Records from a dataset:
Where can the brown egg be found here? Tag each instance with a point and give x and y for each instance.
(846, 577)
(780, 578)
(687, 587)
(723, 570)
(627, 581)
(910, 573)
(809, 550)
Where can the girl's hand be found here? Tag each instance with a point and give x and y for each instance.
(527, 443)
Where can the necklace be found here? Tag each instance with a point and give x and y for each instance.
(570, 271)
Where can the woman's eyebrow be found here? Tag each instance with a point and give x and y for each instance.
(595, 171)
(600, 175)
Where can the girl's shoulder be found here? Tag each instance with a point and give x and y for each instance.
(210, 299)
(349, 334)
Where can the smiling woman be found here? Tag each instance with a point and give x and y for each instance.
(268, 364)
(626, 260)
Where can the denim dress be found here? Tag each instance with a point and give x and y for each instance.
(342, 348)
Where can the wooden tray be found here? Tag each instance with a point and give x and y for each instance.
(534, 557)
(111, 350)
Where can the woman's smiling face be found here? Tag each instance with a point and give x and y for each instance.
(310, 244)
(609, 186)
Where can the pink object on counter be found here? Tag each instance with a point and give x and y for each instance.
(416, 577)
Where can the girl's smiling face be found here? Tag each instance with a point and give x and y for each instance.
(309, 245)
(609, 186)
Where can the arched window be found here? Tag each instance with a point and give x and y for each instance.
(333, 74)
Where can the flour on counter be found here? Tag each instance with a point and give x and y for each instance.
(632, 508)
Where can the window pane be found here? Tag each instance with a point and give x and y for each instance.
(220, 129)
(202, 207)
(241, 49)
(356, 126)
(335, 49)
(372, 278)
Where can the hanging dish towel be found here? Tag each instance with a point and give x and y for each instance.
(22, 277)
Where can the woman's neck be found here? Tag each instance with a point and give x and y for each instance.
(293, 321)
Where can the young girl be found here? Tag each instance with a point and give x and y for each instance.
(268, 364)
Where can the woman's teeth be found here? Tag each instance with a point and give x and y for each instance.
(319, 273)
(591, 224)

Your instructions
In the entries, the line containing "Where can the window" and every line after it through the last are to be duplicated exactly, and no other line is to be included.

Reply to the exercise
Where can the window pane be found here? Tag each instance with a point and give x and y for each instance.
(220, 129)
(202, 207)
(241, 49)
(356, 126)
(335, 49)
(372, 278)
Where can the hanging dish towel be found here? Tag each instance with a point and give x and y for each instance.
(22, 277)
Where can the woman's neck be found here? Tag each instance with a point and give x and y for each instance.
(293, 321)
Where can the young girl be found here? Tag each instance with a point and give x and y for each instance.
(268, 364)
Where can the woman's teeth be found here? Tag each instance with a point and give x and y for each instance.
(319, 273)
(591, 224)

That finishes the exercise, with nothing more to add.